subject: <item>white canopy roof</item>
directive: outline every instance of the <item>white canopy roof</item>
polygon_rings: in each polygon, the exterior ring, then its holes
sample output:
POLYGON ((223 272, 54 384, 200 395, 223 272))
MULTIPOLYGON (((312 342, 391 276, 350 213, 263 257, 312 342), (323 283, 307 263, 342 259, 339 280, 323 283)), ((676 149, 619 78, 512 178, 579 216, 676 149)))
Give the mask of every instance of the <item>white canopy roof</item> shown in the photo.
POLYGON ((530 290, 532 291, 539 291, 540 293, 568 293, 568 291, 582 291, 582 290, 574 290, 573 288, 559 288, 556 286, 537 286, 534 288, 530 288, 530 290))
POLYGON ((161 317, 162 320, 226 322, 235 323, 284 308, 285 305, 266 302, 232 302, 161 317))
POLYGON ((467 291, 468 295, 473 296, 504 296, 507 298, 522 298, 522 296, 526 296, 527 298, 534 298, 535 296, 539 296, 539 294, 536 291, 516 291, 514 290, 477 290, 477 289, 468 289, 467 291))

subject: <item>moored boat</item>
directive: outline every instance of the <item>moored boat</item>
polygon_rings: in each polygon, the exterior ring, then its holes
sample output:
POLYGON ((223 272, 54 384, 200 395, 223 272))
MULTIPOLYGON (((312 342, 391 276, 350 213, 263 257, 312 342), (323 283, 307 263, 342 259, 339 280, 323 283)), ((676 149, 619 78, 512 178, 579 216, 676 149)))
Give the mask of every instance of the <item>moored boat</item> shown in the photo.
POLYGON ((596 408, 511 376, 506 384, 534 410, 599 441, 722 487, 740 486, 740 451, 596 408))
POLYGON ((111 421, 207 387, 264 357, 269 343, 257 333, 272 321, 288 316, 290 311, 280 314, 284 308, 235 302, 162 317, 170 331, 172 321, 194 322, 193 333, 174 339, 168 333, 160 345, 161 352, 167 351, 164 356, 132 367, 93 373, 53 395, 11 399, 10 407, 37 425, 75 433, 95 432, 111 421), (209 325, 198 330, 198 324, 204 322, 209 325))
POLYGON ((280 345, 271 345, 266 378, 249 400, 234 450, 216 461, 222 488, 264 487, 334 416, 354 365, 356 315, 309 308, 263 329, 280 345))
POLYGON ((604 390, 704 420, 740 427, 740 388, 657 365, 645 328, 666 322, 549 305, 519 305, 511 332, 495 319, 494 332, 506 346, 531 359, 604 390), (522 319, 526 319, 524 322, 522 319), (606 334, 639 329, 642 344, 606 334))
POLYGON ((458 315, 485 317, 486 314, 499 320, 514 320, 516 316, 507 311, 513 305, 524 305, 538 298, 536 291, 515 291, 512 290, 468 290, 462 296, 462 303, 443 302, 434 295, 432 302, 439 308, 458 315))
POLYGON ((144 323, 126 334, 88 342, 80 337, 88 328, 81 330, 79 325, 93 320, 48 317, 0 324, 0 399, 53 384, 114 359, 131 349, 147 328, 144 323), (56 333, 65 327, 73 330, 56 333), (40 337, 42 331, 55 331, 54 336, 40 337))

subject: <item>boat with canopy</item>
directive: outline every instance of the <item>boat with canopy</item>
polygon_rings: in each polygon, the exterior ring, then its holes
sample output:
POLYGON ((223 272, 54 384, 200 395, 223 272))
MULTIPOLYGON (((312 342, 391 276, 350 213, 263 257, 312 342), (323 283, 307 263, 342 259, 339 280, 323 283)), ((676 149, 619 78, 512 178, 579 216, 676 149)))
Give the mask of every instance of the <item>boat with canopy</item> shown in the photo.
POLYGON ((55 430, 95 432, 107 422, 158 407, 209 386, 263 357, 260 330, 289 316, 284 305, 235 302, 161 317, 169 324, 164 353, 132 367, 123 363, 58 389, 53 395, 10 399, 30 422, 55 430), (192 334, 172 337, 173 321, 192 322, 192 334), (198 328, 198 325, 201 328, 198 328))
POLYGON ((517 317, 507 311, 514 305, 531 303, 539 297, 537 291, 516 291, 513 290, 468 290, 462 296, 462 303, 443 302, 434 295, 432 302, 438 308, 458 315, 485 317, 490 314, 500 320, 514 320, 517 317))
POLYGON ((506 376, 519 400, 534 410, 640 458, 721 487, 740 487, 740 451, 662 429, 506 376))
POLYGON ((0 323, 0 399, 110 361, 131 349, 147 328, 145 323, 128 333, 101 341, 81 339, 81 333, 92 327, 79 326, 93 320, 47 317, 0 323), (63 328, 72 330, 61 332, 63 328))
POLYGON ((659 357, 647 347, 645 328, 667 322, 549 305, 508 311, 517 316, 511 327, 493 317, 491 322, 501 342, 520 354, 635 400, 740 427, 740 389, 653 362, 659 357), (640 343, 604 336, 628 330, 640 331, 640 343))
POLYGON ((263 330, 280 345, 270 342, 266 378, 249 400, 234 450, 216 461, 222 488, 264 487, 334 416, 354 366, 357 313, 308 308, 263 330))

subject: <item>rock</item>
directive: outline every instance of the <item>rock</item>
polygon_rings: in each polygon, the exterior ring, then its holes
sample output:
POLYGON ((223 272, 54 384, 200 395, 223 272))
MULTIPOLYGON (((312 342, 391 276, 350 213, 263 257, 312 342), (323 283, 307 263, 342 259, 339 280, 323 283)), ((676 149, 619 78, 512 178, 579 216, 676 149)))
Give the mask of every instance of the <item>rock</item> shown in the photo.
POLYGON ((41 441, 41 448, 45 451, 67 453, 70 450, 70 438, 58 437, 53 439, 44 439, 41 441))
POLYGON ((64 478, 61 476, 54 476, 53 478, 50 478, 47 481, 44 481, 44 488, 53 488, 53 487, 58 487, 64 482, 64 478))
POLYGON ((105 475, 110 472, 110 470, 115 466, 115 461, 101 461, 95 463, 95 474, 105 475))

## What the task requires
Reproduce all of the records above verbatim, line for line, without altering any character.

## Exercise output
subject: <item>white canopy roof</item>
directive: outline every instance of the <item>white canopy roof</item>
polygon_rings: in each polygon, the exterior ring, then its holes
sample output:
POLYGON ((223 272, 54 384, 200 395, 223 272))
MULTIPOLYGON (((312 342, 391 276, 350 213, 263 257, 312 342), (323 283, 307 263, 342 259, 339 280, 323 283)), ((676 149, 619 78, 512 178, 579 216, 676 149)))
Give the mask of every instance of the <item>white canopy roof</item> shown in the photo.
POLYGON ((530 290, 532 291, 539 291, 540 293, 568 293, 568 291, 582 291, 582 290, 574 290, 573 288, 559 288, 556 286, 537 286, 534 288, 530 288, 530 290))
POLYGON ((161 317, 162 320, 226 322, 235 323, 284 308, 285 305, 266 302, 232 302, 161 317))
POLYGON ((467 291, 468 295, 473 296, 504 296, 507 298, 522 298, 522 296, 526 296, 527 298, 534 298, 535 296, 539 296, 539 294, 536 291, 516 291, 514 290, 477 290, 477 289, 468 289, 467 291))

subject: <item>moored boat</item>
directive: outline every instance of the <item>moored boat</item>
polygon_rings: in each polygon, the exterior ring, then its holes
sample output:
POLYGON ((223 272, 54 384, 200 395, 223 272))
MULTIPOLYGON (((312 342, 391 276, 350 213, 263 257, 312 342), (323 283, 307 263, 342 259, 339 280, 323 283)), ((676 149, 619 78, 512 178, 579 216, 676 149)))
Give the mask of every instance of the <item>moored boat</item> shown in the photo.
POLYGON ((596 408, 511 376, 506 384, 534 410, 599 441, 722 487, 740 486, 740 451, 596 408))
POLYGON ((111 421, 207 387, 264 357, 269 343, 257 333, 272 321, 288 316, 290 311, 280 314, 284 308, 235 302, 162 317, 170 331, 172 321, 194 322, 193 333, 174 339, 168 333, 160 345, 161 352, 167 351, 164 356, 132 367, 93 373, 53 395, 11 399, 10 407, 37 425, 75 433, 95 432, 111 421), (209 325, 198 330, 198 324, 204 322, 209 325))
POLYGON ((280 345, 271 345, 266 378, 249 400, 234 450, 216 461, 222 488, 264 487, 334 416, 354 365, 356 315, 309 308, 263 329, 280 345))
POLYGON ((604 390, 704 420, 740 427, 740 388, 657 365, 645 328, 666 322, 549 305, 519 305, 511 332, 495 319, 494 332, 506 346, 531 359, 604 390), (522 319, 526 319, 524 322, 522 319), (606 334, 639 329, 642 344, 606 334))
POLYGON ((458 315, 485 317, 486 314, 499 320, 514 320, 516 316, 507 311, 513 305, 524 305, 538 298, 536 291, 515 291, 512 290, 468 290, 462 296, 462 303, 443 302, 434 295, 432 302, 439 308, 458 315))
POLYGON ((144 323, 126 334, 88 342, 80 337, 88 328, 81 330, 79 325, 93 320, 48 317, 0 324, 0 399, 53 384, 114 359, 131 349, 147 328, 144 323), (56 333, 65 327, 73 330, 56 333), (40 337, 42 331, 55 331, 54 336, 40 337))

subject: <item>boat with canopy</item>
directive: outline every instance of the <item>boat with canopy</item>
polygon_rings: in each polygon, the exterior ring, then its holes
sample output:
POLYGON ((223 272, 54 384, 200 395, 223 272))
MULTIPOLYGON (((312 342, 391 276, 350 213, 263 257, 312 342), (323 283, 307 263, 342 259, 339 280, 323 283)), ((676 149, 619 78, 512 178, 579 216, 676 149)))
Give the mask of every instance of the <item>boat with canopy</item> shown in the photo.
POLYGON ((55 430, 95 432, 107 422, 158 407, 209 386, 263 357, 260 330, 289 316, 284 305, 235 302, 161 317, 169 324, 164 353, 132 367, 123 363, 58 389, 53 395, 10 399, 30 422, 55 430), (192 334, 172 337, 173 321, 192 322, 192 334), (198 328, 198 325, 201 328, 198 328))
POLYGON ((517 317, 507 311, 514 305, 531 303, 539 297, 537 291, 516 291, 513 290, 468 290, 462 296, 462 303, 443 302, 434 295, 432 302, 438 308, 458 315, 485 317, 490 314, 500 320, 514 320, 517 317))
POLYGON ((506 376, 519 400, 534 410, 640 458, 721 487, 740 487, 740 451, 662 429, 506 376))
POLYGON ((0 323, 0 399, 110 361, 131 349, 147 328, 145 323, 128 333, 101 341, 81 339, 81 333, 92 327, 79 326, 93 320, 47 317, 0 323), (63 328, 72 330, 61 332, 63 328))
POLYGON ((659 357, 647 347, 645 328, 667 322, 549 305, 508 311, 517 316, 511 327, 493 317, 491 322, 501 342, 520 354, 635 400, 740 427, 740 389, 653 362, 659 357), (640 343, 604 336, 628 330, 640 331, 640 343))
POLYGON ((263 330, 280 345, 270 342, 266 378, 249 400, 234 450, 216 461, 222 488, 264 487, 334 416, 354 366, 357 313, 308 308, 263 330))

subject: <item>rock</item>
directive: outline every instance of the <item>rock</item>
polygon_rings: in each polygon, the exterior ring, then its holes
sample output:
POLYGON ((223 272, 54 384, 200 395, 223 272))
MULTIPOLYGON (((312 342, 391 276, 350 213, 263 257, 312 342), (323 283, 307 263, 342 259, 339 280, 323 283)), ((676 149, 619 78, 512 178, 579 216, 676 149)))
Give the mask of every instance of the <item>rock</item> shown in the photo.
POLYGON ((41 441, 41 448, 45 451, 67 453, 70 450, 70 438, 58 437, 53 439, 44 439, 41 441))
POLYGON ((64 478, 61 476, 54 476, 53 478, 50 478, 47 481, 44 481, 44 488, 53 488, 53 487, 58 487, 64 482, 64 478))
POLYGON ((105 475, 110 472, 110 470, 115 466, 115 461, 101 461, 95 463, 95 474, 105 475))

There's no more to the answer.